• _Text segment_:
··········
From fresh strawberries to orange juice and multiflavored fruit snacks, children receive vitamin C from a number of sources. An antioxidant known for shortening the duration of the common cold, vitamin C helps the growth and maintenance of the body's tissues. Children need to eat foods filled with vitamin C because the body does not make the vitamin on its own. Thanks to stories of pirates who didn't have access to fruits and vegetables while at sea, scurvy is a well-known side effect of what happens when there's too little vitamin C in the diet, but few people know the effects of too much vitamin C.
Overdose is Possible, But Unlikely
While it's highly unlikely, a child can receive an overdose of vitamin C if she takes a "megadose" of a vitamin supplement that greatly exceeds the tolerable upper intake level for her age. An overdose can result in illness symptoms, but it is not toxic and does not require emergency care. In most cases, you do not have to worry about your child overdosing on vitamin C because the body does not store the vitamin. Even if your child receives a high dose of vitamin C through foods and juices and takes a supplement containing vitamin C, she will likely flush out the extra vitamin C when she urinates.
··········
• _Material supplied_:
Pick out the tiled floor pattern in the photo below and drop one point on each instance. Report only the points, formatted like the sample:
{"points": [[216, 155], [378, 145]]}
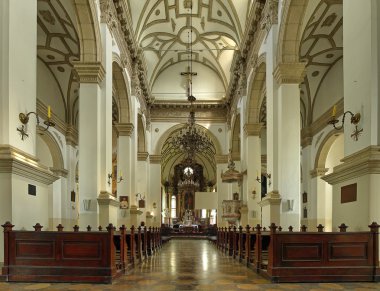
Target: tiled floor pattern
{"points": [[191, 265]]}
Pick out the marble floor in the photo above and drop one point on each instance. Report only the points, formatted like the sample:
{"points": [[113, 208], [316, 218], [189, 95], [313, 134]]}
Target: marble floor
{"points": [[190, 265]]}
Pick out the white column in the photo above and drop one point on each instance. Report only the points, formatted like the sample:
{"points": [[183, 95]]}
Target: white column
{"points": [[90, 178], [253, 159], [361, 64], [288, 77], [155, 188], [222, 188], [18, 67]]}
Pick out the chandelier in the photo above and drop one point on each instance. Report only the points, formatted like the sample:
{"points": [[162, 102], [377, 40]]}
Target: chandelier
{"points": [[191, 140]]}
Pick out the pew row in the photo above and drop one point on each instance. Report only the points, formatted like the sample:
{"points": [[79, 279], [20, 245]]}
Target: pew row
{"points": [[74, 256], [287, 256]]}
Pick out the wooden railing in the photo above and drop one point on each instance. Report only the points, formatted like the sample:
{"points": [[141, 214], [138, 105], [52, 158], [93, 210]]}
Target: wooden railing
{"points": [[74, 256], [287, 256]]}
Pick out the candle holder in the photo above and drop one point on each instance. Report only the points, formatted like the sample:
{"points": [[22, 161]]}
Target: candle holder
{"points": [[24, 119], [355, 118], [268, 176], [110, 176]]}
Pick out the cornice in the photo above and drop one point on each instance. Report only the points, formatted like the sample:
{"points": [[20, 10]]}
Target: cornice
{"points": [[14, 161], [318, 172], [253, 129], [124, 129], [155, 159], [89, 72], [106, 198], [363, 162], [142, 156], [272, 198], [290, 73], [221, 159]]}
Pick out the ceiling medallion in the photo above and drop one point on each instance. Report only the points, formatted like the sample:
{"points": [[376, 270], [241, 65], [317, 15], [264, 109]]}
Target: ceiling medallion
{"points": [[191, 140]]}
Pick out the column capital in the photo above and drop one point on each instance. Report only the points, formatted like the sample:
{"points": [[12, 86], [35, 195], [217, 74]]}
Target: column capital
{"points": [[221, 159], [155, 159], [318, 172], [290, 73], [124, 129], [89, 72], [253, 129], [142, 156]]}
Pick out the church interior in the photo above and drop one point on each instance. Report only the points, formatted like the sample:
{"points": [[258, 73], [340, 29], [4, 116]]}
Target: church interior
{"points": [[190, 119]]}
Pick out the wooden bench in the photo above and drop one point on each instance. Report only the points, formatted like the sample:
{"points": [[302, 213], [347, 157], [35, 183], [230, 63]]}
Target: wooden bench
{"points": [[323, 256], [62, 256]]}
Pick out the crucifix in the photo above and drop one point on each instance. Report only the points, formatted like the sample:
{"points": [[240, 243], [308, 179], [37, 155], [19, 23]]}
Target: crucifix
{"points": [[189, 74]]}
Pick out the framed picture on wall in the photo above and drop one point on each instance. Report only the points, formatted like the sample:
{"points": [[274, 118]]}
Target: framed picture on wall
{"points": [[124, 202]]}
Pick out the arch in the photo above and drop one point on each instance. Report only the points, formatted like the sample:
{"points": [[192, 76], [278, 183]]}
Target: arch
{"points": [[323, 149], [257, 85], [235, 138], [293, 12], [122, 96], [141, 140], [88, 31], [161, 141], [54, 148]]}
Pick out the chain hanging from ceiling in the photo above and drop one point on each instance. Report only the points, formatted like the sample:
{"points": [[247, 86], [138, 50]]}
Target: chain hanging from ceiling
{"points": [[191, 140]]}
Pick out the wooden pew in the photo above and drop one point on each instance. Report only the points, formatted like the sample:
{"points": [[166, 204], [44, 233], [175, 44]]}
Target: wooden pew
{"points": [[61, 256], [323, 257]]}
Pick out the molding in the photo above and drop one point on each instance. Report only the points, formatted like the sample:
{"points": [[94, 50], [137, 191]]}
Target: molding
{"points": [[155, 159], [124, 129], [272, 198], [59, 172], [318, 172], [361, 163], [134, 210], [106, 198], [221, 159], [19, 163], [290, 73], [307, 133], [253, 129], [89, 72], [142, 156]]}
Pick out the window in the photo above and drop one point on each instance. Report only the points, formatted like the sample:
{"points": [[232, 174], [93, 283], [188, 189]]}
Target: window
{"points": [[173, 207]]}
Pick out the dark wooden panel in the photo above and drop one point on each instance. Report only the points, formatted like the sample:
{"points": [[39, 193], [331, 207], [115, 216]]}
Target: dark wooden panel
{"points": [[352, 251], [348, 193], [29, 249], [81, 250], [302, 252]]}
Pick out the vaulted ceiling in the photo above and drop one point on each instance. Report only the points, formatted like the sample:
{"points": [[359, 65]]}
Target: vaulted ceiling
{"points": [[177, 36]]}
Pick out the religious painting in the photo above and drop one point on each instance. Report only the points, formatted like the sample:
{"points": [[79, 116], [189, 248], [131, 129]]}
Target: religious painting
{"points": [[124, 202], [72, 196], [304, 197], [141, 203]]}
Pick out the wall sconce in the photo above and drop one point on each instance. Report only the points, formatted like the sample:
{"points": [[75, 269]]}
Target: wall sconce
··········
• _Exercises_:
a – Repeat the part of the vitamin C text from "From fresh strawberries" up to and including "much vitamin C.", word for word.
b – According to the vitamin C text, what would a child have to take to receive an overdose of vitamin C?

• _Solutions to the problems_:
a –
From fresh strawberries to orange juice and multiflavored fruit snacks, children receive vitamin C from a number of sources. An antioxidant known for shortening the duration of the common cold, vitamin C helps the growth and maintenance of the body's tissues. Children need to eat foods filled with vitamin C because the body does not make the vitamin on its own. Thanks to stories of pirates who didn't have access to fruits and vegetables while at sea, scurvy is a well-known side effect of what happens when there's too little vitamin C in the diet, but few people know the effects of too much vitamin C.

b – A "megadose" of a vitamin supplement that greatly exceeds the tolerable upper intake level for the child's age.